- RECORDS FOR PROCESSING
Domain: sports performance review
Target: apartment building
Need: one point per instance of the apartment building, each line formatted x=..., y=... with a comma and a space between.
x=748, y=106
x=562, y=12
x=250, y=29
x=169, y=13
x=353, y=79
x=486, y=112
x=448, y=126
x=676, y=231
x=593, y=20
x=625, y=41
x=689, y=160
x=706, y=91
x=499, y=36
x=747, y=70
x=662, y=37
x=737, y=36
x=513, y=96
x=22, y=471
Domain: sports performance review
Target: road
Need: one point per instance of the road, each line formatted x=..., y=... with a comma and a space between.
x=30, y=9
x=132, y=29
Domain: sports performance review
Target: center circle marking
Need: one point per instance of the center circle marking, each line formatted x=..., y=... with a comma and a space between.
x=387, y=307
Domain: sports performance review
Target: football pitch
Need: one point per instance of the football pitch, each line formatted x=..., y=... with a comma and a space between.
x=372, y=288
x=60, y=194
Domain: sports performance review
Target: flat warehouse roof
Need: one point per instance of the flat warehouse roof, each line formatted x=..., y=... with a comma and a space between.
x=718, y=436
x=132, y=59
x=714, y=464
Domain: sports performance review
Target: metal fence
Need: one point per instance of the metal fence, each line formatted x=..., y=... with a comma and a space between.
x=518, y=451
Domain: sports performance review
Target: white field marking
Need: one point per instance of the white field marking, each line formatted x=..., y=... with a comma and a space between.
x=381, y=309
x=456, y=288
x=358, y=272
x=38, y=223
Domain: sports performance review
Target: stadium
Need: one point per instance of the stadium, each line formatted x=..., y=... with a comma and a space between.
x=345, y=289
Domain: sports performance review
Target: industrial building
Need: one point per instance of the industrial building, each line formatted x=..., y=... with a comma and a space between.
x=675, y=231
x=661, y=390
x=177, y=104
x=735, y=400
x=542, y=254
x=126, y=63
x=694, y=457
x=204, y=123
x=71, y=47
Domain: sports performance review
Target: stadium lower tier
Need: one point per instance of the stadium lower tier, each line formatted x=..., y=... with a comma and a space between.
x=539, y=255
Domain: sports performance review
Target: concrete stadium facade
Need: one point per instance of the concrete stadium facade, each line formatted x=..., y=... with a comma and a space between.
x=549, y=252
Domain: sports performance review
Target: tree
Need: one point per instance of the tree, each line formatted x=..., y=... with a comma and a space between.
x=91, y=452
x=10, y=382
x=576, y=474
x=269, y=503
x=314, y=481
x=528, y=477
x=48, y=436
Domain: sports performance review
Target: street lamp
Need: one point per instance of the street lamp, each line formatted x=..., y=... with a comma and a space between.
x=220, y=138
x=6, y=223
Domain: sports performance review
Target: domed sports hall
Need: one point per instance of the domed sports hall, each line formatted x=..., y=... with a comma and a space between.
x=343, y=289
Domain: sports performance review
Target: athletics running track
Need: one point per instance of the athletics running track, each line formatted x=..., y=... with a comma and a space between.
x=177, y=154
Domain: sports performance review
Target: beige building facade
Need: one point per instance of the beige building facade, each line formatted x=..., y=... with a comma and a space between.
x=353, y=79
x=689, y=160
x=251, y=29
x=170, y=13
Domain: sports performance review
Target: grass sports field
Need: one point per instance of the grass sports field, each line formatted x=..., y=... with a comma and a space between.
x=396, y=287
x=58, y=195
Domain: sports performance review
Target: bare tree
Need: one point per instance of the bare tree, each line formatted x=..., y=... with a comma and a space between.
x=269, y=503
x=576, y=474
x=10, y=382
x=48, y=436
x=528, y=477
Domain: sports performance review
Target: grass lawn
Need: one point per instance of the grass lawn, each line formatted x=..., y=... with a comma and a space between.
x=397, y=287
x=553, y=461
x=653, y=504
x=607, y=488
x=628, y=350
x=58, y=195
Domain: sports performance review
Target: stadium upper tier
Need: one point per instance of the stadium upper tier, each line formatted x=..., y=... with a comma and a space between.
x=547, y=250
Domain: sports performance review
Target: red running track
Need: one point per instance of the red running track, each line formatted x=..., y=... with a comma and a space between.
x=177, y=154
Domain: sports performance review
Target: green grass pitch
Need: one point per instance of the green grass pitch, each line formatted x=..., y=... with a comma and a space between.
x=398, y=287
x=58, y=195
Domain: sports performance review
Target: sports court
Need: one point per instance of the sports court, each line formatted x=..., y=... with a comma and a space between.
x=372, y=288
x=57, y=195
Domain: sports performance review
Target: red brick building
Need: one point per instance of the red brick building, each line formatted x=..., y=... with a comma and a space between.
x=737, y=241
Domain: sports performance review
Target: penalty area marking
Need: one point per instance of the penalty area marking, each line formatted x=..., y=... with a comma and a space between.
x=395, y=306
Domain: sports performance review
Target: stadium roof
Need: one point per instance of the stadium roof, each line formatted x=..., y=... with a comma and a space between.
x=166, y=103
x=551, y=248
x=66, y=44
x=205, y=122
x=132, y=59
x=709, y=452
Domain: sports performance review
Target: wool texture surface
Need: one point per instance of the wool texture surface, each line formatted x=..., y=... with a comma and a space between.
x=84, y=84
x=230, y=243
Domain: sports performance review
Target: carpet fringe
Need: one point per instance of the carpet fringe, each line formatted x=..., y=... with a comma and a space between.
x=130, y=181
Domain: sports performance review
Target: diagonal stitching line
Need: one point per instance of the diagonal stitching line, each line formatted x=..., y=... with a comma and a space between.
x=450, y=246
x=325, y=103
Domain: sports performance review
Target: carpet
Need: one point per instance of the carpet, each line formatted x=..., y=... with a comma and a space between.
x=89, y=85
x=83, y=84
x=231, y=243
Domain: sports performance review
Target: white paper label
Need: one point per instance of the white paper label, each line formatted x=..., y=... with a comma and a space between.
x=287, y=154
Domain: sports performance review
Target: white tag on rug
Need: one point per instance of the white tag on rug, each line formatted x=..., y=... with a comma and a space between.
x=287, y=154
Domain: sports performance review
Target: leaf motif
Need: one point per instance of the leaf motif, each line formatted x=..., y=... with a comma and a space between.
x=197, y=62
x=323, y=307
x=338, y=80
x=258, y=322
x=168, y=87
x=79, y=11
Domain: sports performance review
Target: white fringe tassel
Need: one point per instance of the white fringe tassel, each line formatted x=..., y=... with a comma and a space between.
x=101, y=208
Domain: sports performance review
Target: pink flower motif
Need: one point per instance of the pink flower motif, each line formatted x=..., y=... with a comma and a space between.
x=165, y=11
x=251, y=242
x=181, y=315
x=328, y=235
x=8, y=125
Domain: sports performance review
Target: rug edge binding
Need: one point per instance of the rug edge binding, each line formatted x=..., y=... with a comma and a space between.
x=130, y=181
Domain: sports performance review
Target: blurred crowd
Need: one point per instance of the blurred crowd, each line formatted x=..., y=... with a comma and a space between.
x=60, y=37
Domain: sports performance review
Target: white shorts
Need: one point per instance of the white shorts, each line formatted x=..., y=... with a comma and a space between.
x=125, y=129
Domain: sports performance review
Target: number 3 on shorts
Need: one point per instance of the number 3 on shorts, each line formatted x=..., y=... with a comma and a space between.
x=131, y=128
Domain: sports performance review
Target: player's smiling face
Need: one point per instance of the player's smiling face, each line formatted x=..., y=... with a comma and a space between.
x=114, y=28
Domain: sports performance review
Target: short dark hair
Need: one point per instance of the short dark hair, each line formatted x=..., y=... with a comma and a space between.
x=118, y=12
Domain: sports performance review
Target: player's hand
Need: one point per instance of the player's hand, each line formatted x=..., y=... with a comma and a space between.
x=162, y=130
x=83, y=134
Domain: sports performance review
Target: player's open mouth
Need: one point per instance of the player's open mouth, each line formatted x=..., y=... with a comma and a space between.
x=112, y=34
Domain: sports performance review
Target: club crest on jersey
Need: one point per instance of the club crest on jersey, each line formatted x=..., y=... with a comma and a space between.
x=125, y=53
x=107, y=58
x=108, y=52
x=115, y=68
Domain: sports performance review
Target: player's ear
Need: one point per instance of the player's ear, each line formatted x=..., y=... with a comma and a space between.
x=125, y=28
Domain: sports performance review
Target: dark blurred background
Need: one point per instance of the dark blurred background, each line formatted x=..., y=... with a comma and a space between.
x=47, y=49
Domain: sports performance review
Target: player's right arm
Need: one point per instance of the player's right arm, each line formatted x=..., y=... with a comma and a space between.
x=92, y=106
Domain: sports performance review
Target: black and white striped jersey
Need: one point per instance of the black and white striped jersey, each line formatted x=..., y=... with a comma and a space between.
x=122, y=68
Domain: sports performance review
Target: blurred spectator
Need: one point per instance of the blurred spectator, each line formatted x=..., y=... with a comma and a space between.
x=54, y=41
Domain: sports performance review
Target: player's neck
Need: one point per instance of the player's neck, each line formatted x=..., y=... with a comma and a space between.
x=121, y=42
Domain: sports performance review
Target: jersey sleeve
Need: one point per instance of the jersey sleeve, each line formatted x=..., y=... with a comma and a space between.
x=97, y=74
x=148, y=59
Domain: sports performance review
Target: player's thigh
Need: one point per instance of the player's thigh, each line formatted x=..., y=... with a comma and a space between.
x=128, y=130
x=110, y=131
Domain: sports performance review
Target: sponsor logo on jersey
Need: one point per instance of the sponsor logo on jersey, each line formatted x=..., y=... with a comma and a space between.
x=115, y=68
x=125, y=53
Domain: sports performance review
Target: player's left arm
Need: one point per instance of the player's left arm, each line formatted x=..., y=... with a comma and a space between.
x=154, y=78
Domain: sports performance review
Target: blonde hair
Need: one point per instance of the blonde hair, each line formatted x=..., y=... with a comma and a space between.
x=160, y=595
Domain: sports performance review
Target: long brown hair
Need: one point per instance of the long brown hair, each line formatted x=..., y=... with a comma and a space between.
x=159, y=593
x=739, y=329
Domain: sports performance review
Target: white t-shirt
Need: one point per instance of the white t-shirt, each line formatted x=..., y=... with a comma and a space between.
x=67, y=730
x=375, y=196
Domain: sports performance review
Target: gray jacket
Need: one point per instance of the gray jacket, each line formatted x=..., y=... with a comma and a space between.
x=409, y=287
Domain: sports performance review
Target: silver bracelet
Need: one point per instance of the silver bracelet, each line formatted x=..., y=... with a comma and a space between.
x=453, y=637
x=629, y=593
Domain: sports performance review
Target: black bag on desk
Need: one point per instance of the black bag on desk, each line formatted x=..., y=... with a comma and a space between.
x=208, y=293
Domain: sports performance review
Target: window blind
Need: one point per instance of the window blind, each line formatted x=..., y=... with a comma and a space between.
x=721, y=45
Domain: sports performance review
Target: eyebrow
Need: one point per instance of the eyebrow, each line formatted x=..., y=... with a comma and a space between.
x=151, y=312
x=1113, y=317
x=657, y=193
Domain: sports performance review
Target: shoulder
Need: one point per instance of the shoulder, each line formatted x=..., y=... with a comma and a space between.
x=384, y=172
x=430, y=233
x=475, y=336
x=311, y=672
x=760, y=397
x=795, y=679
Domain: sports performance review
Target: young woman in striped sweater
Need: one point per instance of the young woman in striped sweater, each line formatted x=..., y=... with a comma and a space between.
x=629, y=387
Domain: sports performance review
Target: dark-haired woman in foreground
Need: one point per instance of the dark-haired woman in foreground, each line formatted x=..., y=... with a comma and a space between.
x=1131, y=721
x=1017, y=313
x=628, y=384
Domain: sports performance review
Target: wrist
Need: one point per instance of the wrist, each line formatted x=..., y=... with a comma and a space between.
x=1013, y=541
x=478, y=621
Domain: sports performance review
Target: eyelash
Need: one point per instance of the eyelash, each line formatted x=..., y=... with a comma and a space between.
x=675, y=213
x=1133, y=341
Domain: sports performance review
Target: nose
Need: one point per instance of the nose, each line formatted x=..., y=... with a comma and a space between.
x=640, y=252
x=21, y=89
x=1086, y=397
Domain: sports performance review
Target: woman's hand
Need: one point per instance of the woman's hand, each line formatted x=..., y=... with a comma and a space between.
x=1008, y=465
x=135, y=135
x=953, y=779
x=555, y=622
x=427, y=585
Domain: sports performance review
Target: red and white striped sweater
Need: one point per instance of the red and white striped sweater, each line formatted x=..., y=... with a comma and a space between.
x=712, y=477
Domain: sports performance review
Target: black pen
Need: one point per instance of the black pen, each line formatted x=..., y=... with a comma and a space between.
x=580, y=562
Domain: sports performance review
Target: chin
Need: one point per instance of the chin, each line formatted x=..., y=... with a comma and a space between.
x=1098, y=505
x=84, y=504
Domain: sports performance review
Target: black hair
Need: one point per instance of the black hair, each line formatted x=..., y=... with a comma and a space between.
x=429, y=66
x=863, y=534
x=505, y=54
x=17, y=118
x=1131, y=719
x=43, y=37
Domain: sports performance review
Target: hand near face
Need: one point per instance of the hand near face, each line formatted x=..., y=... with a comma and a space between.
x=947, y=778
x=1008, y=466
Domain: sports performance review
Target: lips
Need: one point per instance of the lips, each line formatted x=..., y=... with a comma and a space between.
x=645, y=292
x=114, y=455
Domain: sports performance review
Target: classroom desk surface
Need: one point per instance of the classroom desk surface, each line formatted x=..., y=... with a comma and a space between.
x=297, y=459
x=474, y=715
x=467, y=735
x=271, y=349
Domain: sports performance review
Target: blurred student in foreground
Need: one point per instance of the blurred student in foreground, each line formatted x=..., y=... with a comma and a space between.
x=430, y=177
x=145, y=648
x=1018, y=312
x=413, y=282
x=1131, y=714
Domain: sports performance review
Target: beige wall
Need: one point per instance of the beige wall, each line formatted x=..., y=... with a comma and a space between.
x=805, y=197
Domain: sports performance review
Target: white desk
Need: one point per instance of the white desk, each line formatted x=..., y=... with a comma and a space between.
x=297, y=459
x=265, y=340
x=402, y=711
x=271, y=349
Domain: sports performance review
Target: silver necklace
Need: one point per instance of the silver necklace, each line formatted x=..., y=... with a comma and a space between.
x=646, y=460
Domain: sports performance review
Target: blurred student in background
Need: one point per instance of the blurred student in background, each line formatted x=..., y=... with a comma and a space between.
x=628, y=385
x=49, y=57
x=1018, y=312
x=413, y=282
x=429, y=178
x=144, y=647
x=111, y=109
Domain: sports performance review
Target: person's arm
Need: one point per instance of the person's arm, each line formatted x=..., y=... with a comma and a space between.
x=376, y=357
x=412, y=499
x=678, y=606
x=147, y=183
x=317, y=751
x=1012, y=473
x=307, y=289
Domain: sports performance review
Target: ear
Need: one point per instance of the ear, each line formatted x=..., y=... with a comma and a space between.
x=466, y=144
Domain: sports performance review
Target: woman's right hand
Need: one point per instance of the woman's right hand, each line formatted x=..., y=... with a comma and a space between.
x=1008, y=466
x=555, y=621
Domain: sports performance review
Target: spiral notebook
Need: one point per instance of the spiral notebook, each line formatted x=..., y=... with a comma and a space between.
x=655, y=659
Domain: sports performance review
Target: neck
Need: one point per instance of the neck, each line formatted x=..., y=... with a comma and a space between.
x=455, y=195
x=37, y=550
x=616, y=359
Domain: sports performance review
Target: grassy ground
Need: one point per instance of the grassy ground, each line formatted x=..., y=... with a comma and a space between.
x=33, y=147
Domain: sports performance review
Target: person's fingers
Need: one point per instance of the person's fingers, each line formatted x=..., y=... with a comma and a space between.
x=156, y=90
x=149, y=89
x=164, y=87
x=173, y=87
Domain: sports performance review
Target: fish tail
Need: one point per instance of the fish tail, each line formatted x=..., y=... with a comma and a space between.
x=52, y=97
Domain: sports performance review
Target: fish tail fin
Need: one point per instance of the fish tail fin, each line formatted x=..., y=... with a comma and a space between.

- INSTRUCTIONS FOR THE TASK
Please print the lines from the start of the records up to and including the line with "Target: metal fence", copying each one exactly and leaving out the rest.

- EXPECTED ANSWER
Domain: sports performance review
Target: apartment building
Need: one point per instance of the apartment building, each line formatted x=..., y=... with a comma and a space between.
x=748, y=106
x=562, y=12
x=250, y=29
x=169, y=13
x=353, y=79
x=486, y=112
x=448, y=126
x=676, y=231
x=593, y=20
x=625, y=41
x=689, y=160
x=706, y=91
x=499, y=36
x=747, y=70
x=662, y=37
x=737, y=36
x=513, y=96
x=22, y=471
Domain: sports performance review
Target: road
Need: one point per instance of the road, each line formatted x=..., y=... with a comma and a space between.
x=30, y=9
x=132, y=29
Domain: sports performance review
Target: center circle marking
Need: one point per instance of the center circle marking, each line formatted x=..., y=... with a comma and a space between.
x=387, y=307
Domain: sports performance review
Target: football pitch
Need: one point per instance of the football pitch, each line formatted x=..., y=... with a comma and a space between.
x=372, y=288
x=60, y=194
Domain: sports performance review
Target: flat warehouse roof
Need: one point per instance of the flat warehouse roof, each line formatted x=..., y=... with a comma and a space between.
x=718, y=436
x=132, y=59
x=714, y=464
Domain: sports performance review
Target: metal fence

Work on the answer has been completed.